(READING TEXT):
◆ ◆ ◆
The IRS's annual "Dirty Dozen" (actually, this year, 16) list of tax-related scams and schemes for 2021 spotlighted "pandemic-related scams," "personal information cons," "ruses focusing on unsuspecting victims," and "schemes that persuade taxpayers into unscrupulous actions."
1. Economic impact payment theft: Most economic impact payments, also known as stimulus payments, are made electronically by direct deposit to taxpayers' bank accounts, but even these can be diverted by thieves, the IRS noted, and those paid by check can be stolen from mailboxes.
2. Unemployment fraud: The IRS reminded taxpayers to be alert to identity theft related to unemployment benefit payments. In many cases, the thieves filed fraudulent unemployment benefit claims using stolen personal information of individuals who did not file claims. The owners of that information in many cases received Form 1099-G, Certain Government Payments, reporting unemployment compensation income that they did not in fact receive.
◆ ◆ ◆
(SUPPLIED ENTRIES):

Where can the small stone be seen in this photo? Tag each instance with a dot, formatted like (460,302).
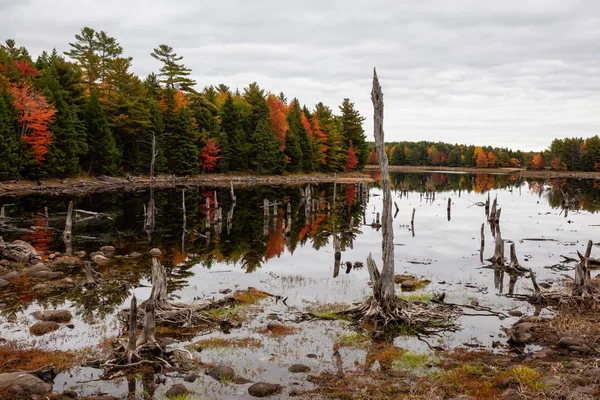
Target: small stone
(274,325)
(155,252)
(221,373)
(60,316)
(177,390)
(298,368)
(510,394)
(551,381)
(11,276)
(107,250)
(190,377)
(43,327)
(263,389)
(100,259)
(515,313)
(239,380)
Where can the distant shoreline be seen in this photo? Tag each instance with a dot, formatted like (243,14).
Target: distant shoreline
(85,185)
(525,173)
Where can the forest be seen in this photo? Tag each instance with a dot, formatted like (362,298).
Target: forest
(85,112)
(569,154)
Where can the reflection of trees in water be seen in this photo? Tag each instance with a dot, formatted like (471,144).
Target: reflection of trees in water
(586,191)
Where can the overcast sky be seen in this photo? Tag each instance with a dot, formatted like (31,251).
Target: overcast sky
(514,73)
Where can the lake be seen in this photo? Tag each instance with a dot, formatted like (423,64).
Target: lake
(289,252)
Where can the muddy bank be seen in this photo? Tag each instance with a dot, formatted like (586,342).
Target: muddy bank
(81,186)
(524,173)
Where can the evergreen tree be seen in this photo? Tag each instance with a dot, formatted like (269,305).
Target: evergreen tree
(180,135)
(10,161)
(103,156)
(351,123)
(265,157)
(175,75)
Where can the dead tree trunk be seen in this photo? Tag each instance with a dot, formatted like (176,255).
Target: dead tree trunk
(159,284)
(67,234)
(131,345)
(385,293)
(90,282)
◆ ◆ ◆
(TASK INSTRUCTIONS):
1) Please retype the IRS scam list word for word, from "2. Unemployment fraud: The" down to "in fact receive.".
2) Which categories of scams does the opening sentence of the IRS scam list say were spotlighted in 2021?
3) Write what comes next in the IRS scam list, starting right after its last sentence.

(YOUR RESPONSES):
1)
2. Unemployment fraud: The IRS reminded taxpayers to be alert to identity theft related to unemployment benefit payments. In many cases, the thieves filed fraudulent unemployment benefit claims using stolen personal information of individuals who did not file claims. The owners of that information in many cases received Form 1099-G, Certain Government Payments, reporting unemployment compensation income that they did not in fact receive.

2)
- pandemic-related scams
- personal information cons
- ruses focusing on unsuspecting victims
- schemes that persuade taxpayers into unscrupulous actions

3)
Personal information cons
3. Phishing: The IRS warned individuals to be vigilant for sham emails or websites looking to steal victims' personal data and potentially infect their devices by convincing them to download malicious programs. The Service noted that some phishing scams target tax professionals, such as by seeking to trick practitioners into clicking on innocent-looking attachments in emails purportedly from a new client. Another ploy mimics verification of electronic filing identification numbers (EFIN) and Centralized Authorization File (CAF) numbers.
4. Vishing: The IRS said that "vishing," or voice-related phishing, is on the rise, particularly scams related to federal tax liens.
5. Social media scams: Taxpayers also should be aware of tax scams that rely on social media, the IRS said. Some con artists send emails impersonating the victim's family, friends, or co-workers, relying on information extracted from an individual's social media accounts. One way to protect against these schemes is to review privacy settings and limit data that is publicly shared.
6. Ransomware: This form of malicious software (malware) is used to extort ransom payments from victims in exchange for decrypting the information and restoring victims' access to their systems or data. Ransomware attacks continue to rise across various sectors, particularly governmental entities, as well as financial, educational, and health care institutions, the Service noted.
Ruses targeting unsuspecting victims
7. Fake charities: The IRS advised taxpayers to beware of spurious appeals for donations by scammers who set up what may appear to be a charitable organization but in fact is a swindle. The IRS advised individuals not to feel pressured into giving and to research a recipient organization by its exact name using corroborating sources of information.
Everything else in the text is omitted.